## WORK TO BE COMPLETED
Can you find every line in the data below that contains the string "shirt"? Copy each of those lines in full, and treat uppercase and lowercase as different.

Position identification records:
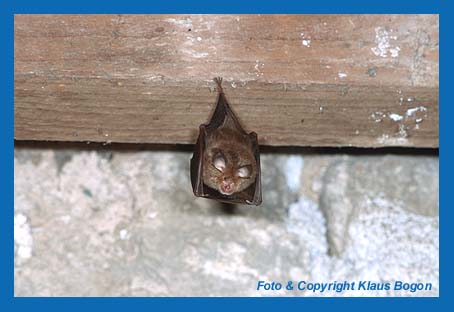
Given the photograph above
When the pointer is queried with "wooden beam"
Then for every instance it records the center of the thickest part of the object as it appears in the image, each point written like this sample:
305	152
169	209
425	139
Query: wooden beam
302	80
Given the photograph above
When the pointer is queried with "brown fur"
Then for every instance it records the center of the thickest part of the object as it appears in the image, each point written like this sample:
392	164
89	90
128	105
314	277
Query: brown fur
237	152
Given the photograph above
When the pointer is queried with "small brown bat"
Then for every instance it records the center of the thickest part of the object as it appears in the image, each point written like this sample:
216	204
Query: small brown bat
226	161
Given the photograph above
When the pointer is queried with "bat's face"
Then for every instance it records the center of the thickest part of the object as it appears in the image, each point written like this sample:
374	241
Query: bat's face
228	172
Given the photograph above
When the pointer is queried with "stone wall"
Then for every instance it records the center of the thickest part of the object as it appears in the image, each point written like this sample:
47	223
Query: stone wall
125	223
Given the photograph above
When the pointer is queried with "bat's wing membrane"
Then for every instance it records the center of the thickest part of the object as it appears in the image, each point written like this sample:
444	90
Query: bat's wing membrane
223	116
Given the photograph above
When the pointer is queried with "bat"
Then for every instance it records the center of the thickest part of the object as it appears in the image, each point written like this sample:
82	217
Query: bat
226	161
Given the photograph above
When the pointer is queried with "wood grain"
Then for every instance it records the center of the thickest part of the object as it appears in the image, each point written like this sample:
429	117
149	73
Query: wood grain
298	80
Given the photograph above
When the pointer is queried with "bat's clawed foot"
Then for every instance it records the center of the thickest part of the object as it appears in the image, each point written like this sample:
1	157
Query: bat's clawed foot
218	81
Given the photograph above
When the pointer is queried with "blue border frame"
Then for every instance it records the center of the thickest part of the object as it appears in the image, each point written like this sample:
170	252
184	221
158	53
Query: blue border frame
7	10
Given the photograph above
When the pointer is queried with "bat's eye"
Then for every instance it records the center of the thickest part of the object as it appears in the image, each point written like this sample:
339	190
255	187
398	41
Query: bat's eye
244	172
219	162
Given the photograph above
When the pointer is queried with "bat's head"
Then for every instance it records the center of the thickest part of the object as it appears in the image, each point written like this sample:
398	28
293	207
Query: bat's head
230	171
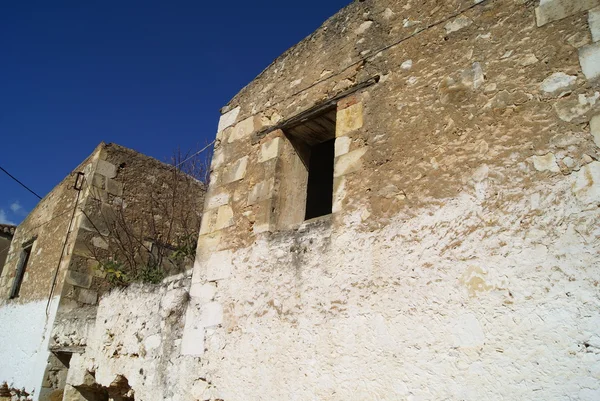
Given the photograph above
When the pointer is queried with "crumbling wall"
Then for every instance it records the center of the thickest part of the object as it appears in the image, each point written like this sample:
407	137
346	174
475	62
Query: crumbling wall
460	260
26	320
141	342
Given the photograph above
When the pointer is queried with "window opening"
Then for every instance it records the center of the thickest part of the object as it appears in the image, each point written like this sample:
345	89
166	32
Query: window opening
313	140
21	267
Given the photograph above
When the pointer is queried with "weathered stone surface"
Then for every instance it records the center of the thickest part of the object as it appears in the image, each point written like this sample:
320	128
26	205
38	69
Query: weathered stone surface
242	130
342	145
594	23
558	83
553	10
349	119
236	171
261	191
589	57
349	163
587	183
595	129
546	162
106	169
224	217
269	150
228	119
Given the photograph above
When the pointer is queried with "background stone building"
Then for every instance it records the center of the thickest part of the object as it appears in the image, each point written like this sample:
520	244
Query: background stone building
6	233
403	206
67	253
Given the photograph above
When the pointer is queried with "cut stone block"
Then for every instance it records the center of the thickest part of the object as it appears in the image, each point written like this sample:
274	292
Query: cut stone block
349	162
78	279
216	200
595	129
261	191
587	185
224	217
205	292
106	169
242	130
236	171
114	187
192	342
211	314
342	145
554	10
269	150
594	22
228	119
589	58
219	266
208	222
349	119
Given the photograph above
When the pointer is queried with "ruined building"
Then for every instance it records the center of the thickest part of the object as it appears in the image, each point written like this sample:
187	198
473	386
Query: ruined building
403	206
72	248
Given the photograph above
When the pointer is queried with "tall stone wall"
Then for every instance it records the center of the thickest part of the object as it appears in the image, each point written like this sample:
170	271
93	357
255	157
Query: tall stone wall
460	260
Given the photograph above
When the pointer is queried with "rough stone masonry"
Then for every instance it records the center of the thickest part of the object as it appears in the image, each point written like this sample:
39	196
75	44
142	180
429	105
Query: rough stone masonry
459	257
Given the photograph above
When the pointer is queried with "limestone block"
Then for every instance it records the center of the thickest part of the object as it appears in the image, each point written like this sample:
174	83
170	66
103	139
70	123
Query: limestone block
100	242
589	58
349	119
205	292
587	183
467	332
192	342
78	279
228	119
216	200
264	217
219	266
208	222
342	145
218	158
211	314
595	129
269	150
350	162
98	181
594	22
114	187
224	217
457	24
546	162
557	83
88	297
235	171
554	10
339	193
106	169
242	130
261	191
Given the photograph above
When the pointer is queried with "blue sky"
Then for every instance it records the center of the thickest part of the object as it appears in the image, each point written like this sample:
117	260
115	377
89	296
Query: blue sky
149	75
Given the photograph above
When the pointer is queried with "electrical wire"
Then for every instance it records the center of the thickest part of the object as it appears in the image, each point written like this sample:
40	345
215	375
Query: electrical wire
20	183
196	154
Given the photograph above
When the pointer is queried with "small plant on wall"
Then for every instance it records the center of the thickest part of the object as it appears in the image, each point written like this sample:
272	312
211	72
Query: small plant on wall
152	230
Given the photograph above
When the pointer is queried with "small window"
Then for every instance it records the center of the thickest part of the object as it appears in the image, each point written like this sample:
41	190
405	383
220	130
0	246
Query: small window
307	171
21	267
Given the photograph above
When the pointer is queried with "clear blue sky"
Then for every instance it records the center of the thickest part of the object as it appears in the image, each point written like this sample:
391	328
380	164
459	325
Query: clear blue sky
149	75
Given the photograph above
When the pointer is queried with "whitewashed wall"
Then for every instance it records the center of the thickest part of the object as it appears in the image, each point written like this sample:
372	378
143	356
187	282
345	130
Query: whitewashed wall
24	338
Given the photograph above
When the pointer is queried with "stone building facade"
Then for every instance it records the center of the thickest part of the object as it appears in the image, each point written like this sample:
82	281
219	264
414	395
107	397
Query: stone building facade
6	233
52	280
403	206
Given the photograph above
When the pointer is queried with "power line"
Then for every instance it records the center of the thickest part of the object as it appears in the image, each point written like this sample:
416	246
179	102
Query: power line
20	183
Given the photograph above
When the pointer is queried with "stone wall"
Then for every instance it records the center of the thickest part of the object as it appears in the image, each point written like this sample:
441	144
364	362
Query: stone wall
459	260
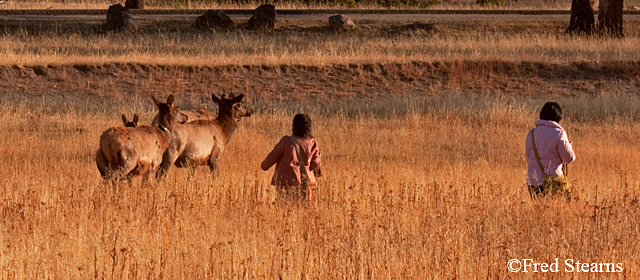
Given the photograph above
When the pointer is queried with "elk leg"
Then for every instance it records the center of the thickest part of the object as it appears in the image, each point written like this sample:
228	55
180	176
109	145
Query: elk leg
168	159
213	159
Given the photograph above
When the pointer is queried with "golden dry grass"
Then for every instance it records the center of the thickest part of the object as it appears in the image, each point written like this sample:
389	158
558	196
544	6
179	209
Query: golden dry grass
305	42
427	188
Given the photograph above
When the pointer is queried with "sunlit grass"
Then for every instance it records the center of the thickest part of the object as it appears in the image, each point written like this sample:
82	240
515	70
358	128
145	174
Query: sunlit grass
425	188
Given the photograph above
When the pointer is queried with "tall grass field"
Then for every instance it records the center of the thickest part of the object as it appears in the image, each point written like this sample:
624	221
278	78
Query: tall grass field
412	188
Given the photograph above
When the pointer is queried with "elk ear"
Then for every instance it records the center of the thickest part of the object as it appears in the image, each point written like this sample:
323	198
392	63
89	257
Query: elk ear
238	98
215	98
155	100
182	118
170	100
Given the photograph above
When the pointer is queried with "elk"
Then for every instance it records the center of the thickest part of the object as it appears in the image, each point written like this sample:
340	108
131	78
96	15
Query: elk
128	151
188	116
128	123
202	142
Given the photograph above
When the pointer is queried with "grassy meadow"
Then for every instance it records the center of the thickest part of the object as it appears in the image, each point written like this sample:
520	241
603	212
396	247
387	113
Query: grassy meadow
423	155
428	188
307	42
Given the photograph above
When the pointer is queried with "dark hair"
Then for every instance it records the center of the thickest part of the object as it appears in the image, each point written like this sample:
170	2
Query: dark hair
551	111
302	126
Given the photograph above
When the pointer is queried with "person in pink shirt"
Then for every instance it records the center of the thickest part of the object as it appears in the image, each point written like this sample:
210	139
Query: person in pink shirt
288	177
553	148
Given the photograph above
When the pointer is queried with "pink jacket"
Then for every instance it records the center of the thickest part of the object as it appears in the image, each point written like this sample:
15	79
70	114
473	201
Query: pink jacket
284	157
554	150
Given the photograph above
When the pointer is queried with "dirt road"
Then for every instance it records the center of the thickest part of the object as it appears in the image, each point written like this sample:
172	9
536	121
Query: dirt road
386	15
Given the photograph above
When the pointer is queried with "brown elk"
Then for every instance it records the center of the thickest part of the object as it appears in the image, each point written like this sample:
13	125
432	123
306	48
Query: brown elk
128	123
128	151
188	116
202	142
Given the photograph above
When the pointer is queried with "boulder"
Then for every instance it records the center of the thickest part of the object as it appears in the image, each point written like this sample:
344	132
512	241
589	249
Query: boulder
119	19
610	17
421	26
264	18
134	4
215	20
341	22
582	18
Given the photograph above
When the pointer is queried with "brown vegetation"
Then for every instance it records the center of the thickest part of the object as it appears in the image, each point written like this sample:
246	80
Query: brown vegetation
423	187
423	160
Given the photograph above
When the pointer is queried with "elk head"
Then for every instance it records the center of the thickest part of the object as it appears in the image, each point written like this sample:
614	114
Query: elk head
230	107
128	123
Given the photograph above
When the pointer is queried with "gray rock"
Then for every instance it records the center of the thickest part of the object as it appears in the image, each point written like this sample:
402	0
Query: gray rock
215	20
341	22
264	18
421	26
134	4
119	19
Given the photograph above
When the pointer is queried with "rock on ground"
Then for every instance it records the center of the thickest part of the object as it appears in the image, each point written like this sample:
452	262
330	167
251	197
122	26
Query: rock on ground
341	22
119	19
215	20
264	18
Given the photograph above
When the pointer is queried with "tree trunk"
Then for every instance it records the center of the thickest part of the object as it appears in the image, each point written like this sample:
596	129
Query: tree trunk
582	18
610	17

## TASK ANSWER
When the pointer is queried with "person in pink shirt"
Query: person in pink shirt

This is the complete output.